[Excerpt from a dataset]
----
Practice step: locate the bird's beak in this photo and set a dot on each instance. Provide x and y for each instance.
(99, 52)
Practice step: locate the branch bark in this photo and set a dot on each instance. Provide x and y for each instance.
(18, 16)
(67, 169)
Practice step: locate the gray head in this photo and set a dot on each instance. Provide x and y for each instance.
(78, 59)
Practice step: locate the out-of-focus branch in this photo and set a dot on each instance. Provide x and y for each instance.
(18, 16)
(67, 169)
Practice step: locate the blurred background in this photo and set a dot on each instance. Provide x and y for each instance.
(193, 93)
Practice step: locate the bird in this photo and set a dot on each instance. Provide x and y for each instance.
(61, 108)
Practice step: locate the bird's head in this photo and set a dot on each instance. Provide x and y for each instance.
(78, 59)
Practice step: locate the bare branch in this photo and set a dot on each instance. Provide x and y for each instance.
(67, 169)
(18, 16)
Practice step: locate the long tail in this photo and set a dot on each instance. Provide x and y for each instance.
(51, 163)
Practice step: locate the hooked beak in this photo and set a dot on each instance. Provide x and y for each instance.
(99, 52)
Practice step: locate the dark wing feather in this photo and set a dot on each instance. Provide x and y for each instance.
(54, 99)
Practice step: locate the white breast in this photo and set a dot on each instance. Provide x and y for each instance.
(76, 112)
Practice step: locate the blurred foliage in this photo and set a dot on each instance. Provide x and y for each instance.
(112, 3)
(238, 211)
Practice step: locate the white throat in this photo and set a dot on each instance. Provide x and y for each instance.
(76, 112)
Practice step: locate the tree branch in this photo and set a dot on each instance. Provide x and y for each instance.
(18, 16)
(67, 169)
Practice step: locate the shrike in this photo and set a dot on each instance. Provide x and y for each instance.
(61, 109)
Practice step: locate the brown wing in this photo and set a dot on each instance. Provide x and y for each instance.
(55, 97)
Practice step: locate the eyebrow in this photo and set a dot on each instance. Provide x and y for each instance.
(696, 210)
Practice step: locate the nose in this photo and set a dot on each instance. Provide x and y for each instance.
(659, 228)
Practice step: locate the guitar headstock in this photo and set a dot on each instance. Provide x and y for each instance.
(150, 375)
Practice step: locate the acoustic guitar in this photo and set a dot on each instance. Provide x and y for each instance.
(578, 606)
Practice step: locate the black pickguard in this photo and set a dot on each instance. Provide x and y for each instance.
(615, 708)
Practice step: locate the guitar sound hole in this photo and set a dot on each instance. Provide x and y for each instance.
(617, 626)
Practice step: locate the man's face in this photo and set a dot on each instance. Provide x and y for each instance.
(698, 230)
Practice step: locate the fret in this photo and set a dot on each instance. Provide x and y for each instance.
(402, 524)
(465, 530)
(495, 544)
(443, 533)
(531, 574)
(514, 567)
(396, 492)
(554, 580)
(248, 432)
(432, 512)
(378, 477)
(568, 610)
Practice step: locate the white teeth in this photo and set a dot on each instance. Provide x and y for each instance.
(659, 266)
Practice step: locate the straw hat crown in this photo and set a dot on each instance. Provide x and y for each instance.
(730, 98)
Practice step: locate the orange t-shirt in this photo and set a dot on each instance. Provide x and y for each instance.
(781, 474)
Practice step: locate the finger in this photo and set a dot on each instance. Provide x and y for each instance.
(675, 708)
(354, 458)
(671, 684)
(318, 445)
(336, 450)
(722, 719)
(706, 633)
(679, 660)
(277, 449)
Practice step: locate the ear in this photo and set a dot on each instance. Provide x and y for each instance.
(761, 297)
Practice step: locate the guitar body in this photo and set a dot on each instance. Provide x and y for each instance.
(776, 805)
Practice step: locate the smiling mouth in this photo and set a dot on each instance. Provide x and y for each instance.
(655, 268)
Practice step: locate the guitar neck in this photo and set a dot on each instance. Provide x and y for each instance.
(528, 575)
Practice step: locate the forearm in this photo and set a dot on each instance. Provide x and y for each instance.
----
Retype the lines above exactly as they appear, every one of them.

▶ _Solution below_
Practice step: locate the bird's beak in this photo and set a dot on each instance. Provide x and y for each instance.
(99, 52)
Practice step: locate the branch bark in this photo and set a dot on each instance. Provide x and y for each instance.
(18, 16)
(67, 169)
Practice step: locate the gray head in this photo and set a dot on each instance. Provide x and y for each instance.
(78, 59)
Practice step: locate the out-of-focus branch in this photo and set a dot on each instance. Provide x and y for each instance.
(18, 16)
(67, 169)
Practice step: locate the blurred background in this photo and set a dot on each instance. Provide x and y for each instance.
(193, 93)
Practice step: locate the bird in this photo and set a dot on each instance. Provide x and y for each instance.
(61, 108)
Practice step: locate the bird's head in this photo and set a dot on each instance. Provide x and y for each instance.
(78, 59)
Practice step: locate the bare branch in this photo and set a dot on each instance. Provide x and y for each instance.
(67, 169)
(18, 16)
Practice step: locate the long tail in this photo and set a dot on each instance. Provide x and y for each instance.
(51, 163)
Practice step: locate the hooked beak in this photo and set a dot on each instance. Provide x and y for each instance.
(99, 52)
Practice step: locate the dark wing feather in this photo and set a dot on each instance. Provide x and y for each instance.
(54, 99)
Practice step: locate the white breast in this photo and set a dot on each instance. Provide x and y for each instance.
(76, 112)
Practice step: locate the blurred foliage in this photo and set a dot on each instance. Provide x and y for each instance.
(112, 3)
(238, 211)
Practice step: locate the white throat in this photo and set a dot on each instance. Provide x and y for each instance.
(76, 112)
Practice step: locate the tree branch in this photo and set a dot on each instance. Provide x and y for each instance.
(18, 16)
(67, 169)
Practice step: locate the shrike in this photo and set a dot on each instance. Provide x and y for each instance.
(61, 109)
Practice step: locate the brown wing in this photo and set a dot on each instance. Provide x and y for each instance.
(55, 97)
Practice step: locate the eyebrow in this photo and set a dot on each instance. Provide x and y for each instance.
(696, 210)
Practice step: locate the nose in this photo and set a dot on each instance. Provide x and y for each instance.
(659, 228)
Practice step: locate the guitar headstock in this photo and set a dot on each instance. Provide x and y for each instance.
(150, 375)
Practice step: locate the acoustic guitar in this photo and set a dot on each instance. Provide x and y for each instance.
(578, 606)
Practice step: locate the black pickguard in this photo and set a dot on each instance. Provide x and y for each instance.
(615, 708)
Practice step: locate the guitar sound hole in this photo and set a dot on each instance. Provide x and y for each instance.
(617, 626)
Practice step: locate the man's face in this photo and set a dot on each instance. Provide x and y for each instance.
(698, 230)
Practice step: locate the fret in this photo and set a dot on each instance. Provide x and y for each instance.
(402, 524)
(465, 530)
(495, 544)
(443, 533)
(531, 574)
(514, 567)
(396, 492)
(554, 580)
(248, 432)
(432, 512)
(378, 477)
(568, 610)
Practice step: locate the white teeth in this photo and set a dot on each instance. Provide x and y for each instance.
(659, 266)
Practice step: locate the straw hat crown in this photo and set a dot on each instance. Provide x and y for each instance.
(730, 98)
Practice step: locate the orange t-shirt in this photo and set a dot on each instance. Provide x and y for each instance.
(781, 474)
Practice step: locate the finger in this photo and set a dot on each instance. Provide x and y for each instance.
(675, 708)
(354, 458)
(671, 684)
(318, 445)
(336, 450)
(722, 719)
(706, 633)
(679, 660)
(277, 449)
Practice step: locate the ear in this photo and set a dot on each instance. Provide x and y for each instance.
(761, 297)
Practice step: locate the guitar body in this photo and set a dot on each instance. Provide x and y for each instance.
(776, 805)
Practice step: locate the smiling mouth in this photo and set a dot on each instance. Provide x and y for each instance.
(655, 268)
Practice step: locate the guitar neck in this photo and set a dot on each instance. Provide x and y for each instance.
(528, 575)
Practice step: locate the forearm in this photo and set a dot on each instance. Provide x and y for each instance.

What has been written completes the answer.